- **PASSAGE SHOWN**:

Tad Hunt
Rochester Institute of Technology
tad@csh.rit.edu
The purpose of this paper is to discuss the topic of distributed shared memory. I introduce the concept of distributed shared memory, then move into a discussion on its relative strengths and weaknesses. From there, I move on to a discussion of a few various implementations for homogenous systems, showing how the strengths and weaknesses that I discussed previously shaped the design of the various implementations. Next I discuss its relative usefulness to the distributed applications programmer. Finally, I discuss heterogeneous distributed shared memory.
To understand what distributed shared memory is, it is useful to understand traditional, or physical shared memory. Physical shared memory is named as such because the memory shared between processes is physically the same memory, even if the processes are running on different processors. As shown in figure 1 , the memory that is being shared is all part of the same contiguous block of physical memory. Each shared memory variable that is accessible to a process is mapped into that process's address space, where it acts like a normal variable. This technique allows an arbitrary number of processes using the same physical memory to access that shared memory.

- **RECORDS**:
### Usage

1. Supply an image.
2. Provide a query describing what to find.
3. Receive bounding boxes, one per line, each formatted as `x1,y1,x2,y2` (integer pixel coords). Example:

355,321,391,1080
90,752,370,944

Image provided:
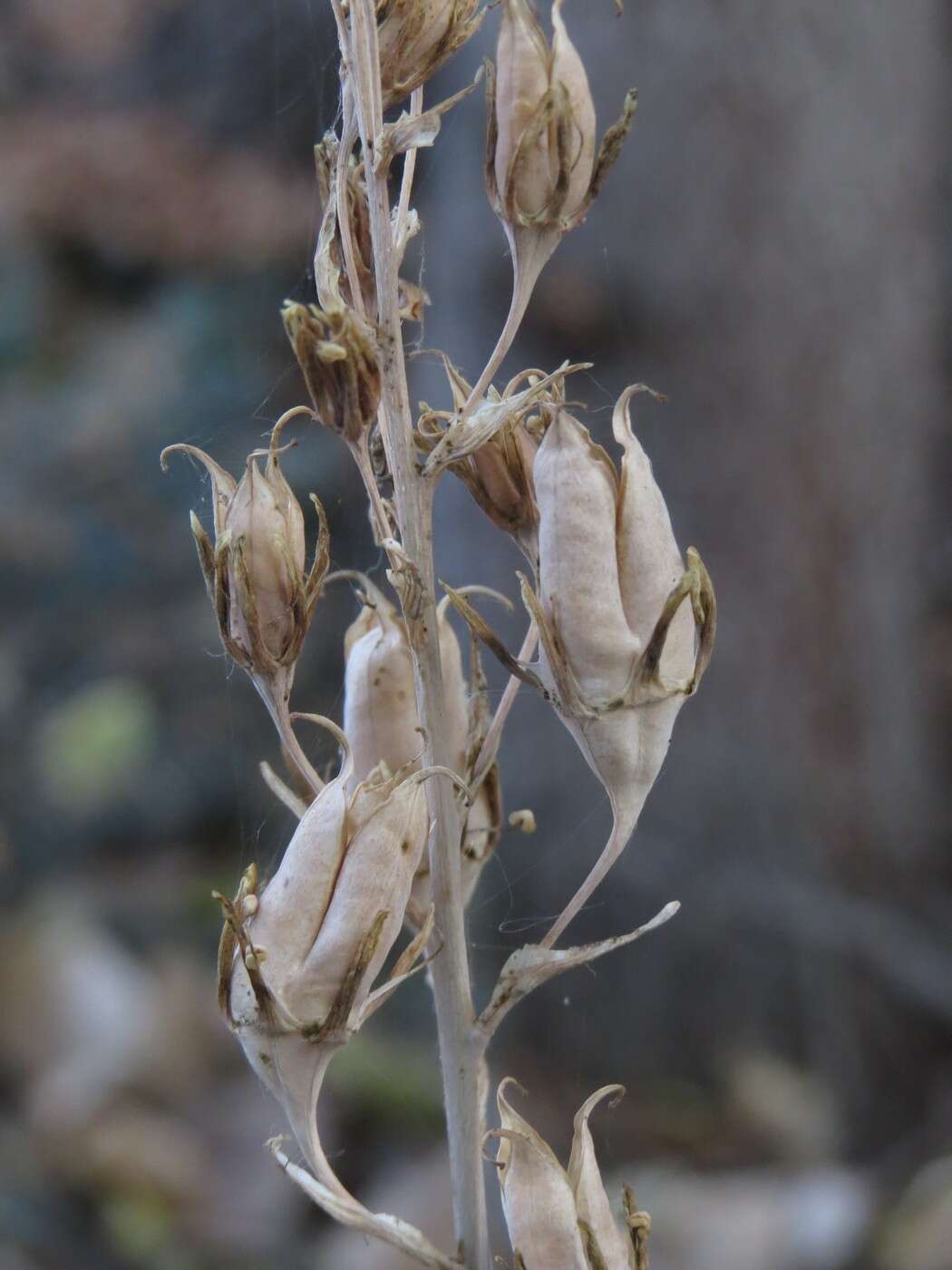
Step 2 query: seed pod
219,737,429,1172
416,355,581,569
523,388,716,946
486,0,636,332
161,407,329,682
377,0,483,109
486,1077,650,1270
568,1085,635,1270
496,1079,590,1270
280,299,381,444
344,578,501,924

- **TO BE DONE**:
[a] Reproduce the passage on distributed shared memory word for word, starting at the words "To understand what" and ending after "that shared memory.".
[b] Extend the passage on distributed shared memory, picking up right after its last sentence.

- **ANSWERS TO THE PROBLEMS**:
[a]
To understand what distributed shared memory is, it is useful to understand traditional, or physical shared memory. Physical shared memory is named as such because the memory shared between processes is physically the same memory, even if the processes are running on different processors. As shown in figure 1 , the memory that is being shared is all part of the same contiguous block of physical memory. Each shared memory variable that is accessible to a process is mapped into that process's address space, where it acts like a normal variable. This technique allows an arbitrary number of processes using the same physical memory to access that shared memory.

[b]
Traditional shared memory is used for sharing data and variables between processes. An example of something that uses shared memory is the Unix and X-Windows based multi-player game, netrek . The server is set up to spawn off a copy of itself for each user in the game. Each copy of the server talks to the others through shared memory. Each server uses the shared memory for data such as where the other players are located in relation to you, how much damage they have, etc. Message passing would generate a lot of overhead since every server process would have to be notified of every change in the data. Not only would this be a lot of communication overhead, but the overhead to store the redundant data would be high as well. Shared memory, in this case is the optimum solution.
Distributed shared memory expands upon the theme of traditional shared memory by moving it from using a single physical memory to sharing memory across any number of processes in a distributed system.
To understand distributed shared memory, first start with the concept of traditional shared memory as described above. Now imagine the processes in figure 1 running on separate networked workstations, such as in figure 2 . Each process still needs to reference the shared memory segment, however they can't because they no longer share any physical memory. Therefore every workstation running a process that wants access to a shared memory segment must take care of mapping the shared memory segment into its own virtual memory, and also make sure that the data in the locally held copy is the same as everyone elses copy of it. Since it would be nice to hide this mapping process from the client process, it is the job of the operating system to take care of this behind the scenes work.
Distributed systems in general become useful when a task needs to be done that would overwhelm a single system. An example of such a task is a large database that needs real-time updating. A single system would be able to handle it, only as long as the database remained small and relatively uncomplex. As the database grows, the more beneficial offloading the task to a distributed system becomes, because then each node in the system can work on a small part of the database.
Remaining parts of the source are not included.